* [DOCUMENT SEGMENT]:
#####
I think Shawn is wanting to improve the performance of this old horse. Use 'em? Nah, lose 'em. Use the nice shiny new parts and see if the original concept works better. Besides, some of those parts were running too hot over 30 years now. They are just waiting to take some other parts with them. Dodge that bullet.

-Chris ;)
 
Chris,

Sure... why not?


Auplater,

Spill it... I had some alum. window moldings for a Lamborghini re-anodized once. Let's just say I spent about a week with hammers and an English wheel to make new ones. I think they got the current per area thing screwed up... dunno... fried them though.

How do get the old stuff off?
 
anodizing

poobah said:
Chris,

Sure... why not?


Auplater,

Spill it... I had some alum. window moldings for a Lamborghini re-anodized once. Let's just say I spent about a week with hammers and an English wheel to make new ones. I think they got the current per area thing screwed up... dunno... fried them though.

How do get the old stuff off?

hmmnnn... curious since the current density is more or less pre-set @ 20ma/cm^2 for standard anodizing and the voltage runs free up to 36 volts or so in 15% H2SO4 @ nominal conditions.

on lambo parts, I'd be xtra queasy if I screwed THAT up!... neighbor across the street has a competition clutch modded Lambo with the 10K gold paint and 400 miles on it he picked up as an investment from a Dallas Cowboys lineman in financial trouble.. paid $275K in 2005 and claims it's now worth in excess of $400K... who knows... he was showing me the V12 mid engine (or is it V16)? when the latch fell off the lid and he couldn't close it
:)
#####
* [DATASET EXTRACT]:

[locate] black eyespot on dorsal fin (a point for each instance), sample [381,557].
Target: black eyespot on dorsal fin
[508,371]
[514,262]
#####
* [REQUEST]:
Carry on the anodizing forum thread from its last post. The listing plays no part in what comes next.

* [OUTPUT FOR THIS TASK]:
To get the old stuff off, if I recall, you can either strip it in caustic (carefully) or boil it in dilute chromic acid, but I'll have to look it up... the chromic acid won't touch the aluminum, but the caustic will and needs to be watched. Hard anodizing takes a lot more effort, since it has some of the properties of corundum.
 
I'd be afraid of any "plain old" plating shop doing that anodizing. Most plating places don't have a brain like yours (auplater) on hand.

The worst? I took every yellow-cad piece under the hood of a Gullwing to be redone. Someone left the whole load in the "pickling" tank over the weekend. Of the handful of parts that survived... you could snap them in half with your fingers. I had to make all that stuff too. Lucky I had another customer with a gull wing so I could duplicate all the parts (100's).